Data shown —

○ ○ ○ ○ ○

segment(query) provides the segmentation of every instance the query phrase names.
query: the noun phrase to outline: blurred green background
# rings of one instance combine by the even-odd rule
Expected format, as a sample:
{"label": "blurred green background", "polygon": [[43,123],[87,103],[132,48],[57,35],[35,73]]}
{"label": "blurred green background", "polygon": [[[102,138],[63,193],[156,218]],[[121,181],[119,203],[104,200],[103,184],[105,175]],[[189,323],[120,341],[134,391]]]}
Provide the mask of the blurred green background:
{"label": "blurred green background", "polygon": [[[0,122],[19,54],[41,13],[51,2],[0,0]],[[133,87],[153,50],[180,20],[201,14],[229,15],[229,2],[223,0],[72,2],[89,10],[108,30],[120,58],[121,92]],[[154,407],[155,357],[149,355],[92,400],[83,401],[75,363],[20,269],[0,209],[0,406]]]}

○ ○ ○ ○ ○

Problem requirements — Copy all of the records above, substituting "descriptive phrase" for "noun phrase" and keeping every other character unchanged.

Solution to this problem —
segment(query) provides the segmentation of every instance the query phrase names.
query: the descriptive phrase to outline: blurred green background
# rings of one instance combine by the even-odd rule
Expected format, as a sample:
{"label": "blurred green background", "polygon": [[43,123],[87,103],[132,48],[57,35],[35,73]]}
{"label": "blurred green background", "polygon": [[[102,138],[63,193],[156,218]],[[121,181],[119,203],[104,200],[103,184],[105,175]],[[189,323],[120,341],[134,391]]]}
Provide the mask of the blurred green background:
{"label": "blurred green background", "polygon": [[[0,122],[19,54],[41,13],[51,2],[0,0]],[[133,87],[153,50],[180,20],[201,14],[229,15],[229,2],[223,0],[72,2],[89,10],[108,30],[120,58],[121,92]],[[154,407],[155,357],[149,355],[92,400],[83,401],[75,363],[20,269],[0,209],[0,406]]]}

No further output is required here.